-- Activity --
Wherever the word "rightmost" appears in the entries, copy the whole line.

** Supplied entries follows **

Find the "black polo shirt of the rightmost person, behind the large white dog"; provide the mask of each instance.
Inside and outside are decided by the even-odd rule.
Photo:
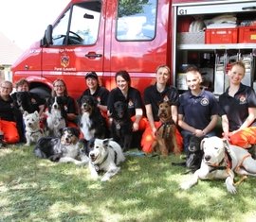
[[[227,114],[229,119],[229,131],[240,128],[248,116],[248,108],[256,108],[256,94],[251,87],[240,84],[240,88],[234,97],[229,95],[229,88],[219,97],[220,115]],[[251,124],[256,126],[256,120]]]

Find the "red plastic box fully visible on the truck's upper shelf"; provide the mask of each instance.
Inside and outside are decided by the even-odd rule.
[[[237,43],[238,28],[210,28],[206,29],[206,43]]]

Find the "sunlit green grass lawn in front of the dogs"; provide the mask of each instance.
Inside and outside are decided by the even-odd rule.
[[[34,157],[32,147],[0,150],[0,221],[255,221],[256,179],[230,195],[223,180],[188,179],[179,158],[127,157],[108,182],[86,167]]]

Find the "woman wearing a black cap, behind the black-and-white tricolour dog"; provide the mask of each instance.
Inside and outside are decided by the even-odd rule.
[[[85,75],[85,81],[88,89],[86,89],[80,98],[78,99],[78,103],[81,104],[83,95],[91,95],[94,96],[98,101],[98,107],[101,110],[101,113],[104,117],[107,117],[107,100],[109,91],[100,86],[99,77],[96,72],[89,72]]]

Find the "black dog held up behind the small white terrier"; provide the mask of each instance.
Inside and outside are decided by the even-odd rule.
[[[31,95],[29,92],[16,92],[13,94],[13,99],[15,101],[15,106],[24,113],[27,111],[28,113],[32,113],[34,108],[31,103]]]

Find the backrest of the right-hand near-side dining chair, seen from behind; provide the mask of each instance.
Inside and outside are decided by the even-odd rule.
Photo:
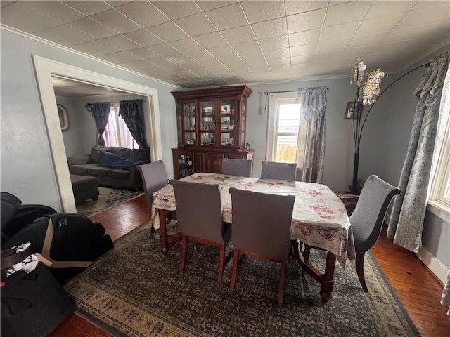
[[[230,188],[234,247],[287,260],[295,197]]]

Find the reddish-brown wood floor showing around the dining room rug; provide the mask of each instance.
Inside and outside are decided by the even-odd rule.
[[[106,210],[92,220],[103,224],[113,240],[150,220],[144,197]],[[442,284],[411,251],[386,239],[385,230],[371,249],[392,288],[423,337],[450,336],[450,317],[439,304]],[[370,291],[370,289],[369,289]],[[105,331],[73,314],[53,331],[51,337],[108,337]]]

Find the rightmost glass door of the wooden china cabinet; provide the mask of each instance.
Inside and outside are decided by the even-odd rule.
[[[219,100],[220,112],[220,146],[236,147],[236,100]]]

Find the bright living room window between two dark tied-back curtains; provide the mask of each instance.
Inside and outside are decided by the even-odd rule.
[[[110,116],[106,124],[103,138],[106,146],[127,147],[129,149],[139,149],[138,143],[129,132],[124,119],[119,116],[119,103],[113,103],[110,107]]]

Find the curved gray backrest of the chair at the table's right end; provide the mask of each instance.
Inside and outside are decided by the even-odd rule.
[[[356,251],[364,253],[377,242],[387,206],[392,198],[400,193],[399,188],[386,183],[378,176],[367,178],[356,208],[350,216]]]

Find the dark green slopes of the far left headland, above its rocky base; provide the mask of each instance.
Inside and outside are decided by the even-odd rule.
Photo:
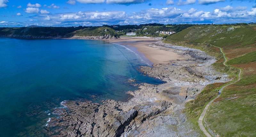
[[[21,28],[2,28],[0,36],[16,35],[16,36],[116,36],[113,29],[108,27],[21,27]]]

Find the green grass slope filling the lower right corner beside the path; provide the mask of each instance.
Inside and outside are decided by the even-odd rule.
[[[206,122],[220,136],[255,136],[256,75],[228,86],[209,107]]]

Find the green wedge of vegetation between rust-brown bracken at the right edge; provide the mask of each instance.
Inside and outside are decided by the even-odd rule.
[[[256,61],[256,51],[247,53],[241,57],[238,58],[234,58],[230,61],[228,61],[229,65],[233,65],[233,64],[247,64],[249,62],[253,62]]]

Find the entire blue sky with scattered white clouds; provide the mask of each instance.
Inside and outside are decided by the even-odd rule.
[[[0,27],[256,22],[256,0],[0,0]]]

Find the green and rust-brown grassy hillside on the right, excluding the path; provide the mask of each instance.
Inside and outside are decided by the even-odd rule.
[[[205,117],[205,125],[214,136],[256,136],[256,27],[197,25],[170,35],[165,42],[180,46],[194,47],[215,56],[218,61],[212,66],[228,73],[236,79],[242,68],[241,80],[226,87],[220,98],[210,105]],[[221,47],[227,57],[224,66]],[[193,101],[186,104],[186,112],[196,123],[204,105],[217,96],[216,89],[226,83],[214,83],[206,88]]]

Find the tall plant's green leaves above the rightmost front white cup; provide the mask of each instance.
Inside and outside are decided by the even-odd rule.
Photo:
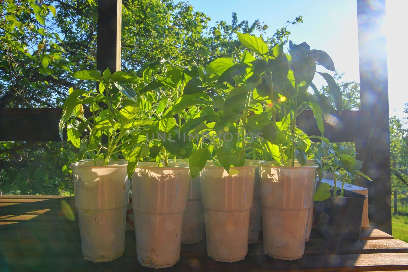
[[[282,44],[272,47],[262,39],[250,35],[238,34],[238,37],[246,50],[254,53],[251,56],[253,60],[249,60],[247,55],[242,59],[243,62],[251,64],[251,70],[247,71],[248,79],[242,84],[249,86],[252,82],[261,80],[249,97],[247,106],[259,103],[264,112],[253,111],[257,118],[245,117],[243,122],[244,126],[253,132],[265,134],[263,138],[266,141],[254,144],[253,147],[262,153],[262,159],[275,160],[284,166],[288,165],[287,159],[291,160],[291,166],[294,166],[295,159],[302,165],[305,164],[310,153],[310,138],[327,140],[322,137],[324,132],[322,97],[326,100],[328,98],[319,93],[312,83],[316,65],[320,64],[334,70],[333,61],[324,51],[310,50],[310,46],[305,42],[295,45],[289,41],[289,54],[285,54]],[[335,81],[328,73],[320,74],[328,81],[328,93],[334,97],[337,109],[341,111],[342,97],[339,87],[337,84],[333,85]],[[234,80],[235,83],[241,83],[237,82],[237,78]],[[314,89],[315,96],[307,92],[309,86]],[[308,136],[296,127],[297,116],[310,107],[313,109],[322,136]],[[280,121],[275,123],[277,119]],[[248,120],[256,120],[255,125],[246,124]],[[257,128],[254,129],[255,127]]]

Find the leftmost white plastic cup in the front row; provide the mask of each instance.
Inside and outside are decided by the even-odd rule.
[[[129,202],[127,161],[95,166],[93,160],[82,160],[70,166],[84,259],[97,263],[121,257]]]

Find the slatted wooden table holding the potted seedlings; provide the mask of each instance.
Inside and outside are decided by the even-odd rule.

** End of Supplied entries **

-- Answer area --
Find the "black polo shirt of the rightmost person, behind the large white dog"; provide the mask of each instance.
Find the rightmost glass door of the wooden china cabinet; provide the mask of each instance.
Find the tall plant's green leaves above the rightmost front white cup; provide the mask of each instance.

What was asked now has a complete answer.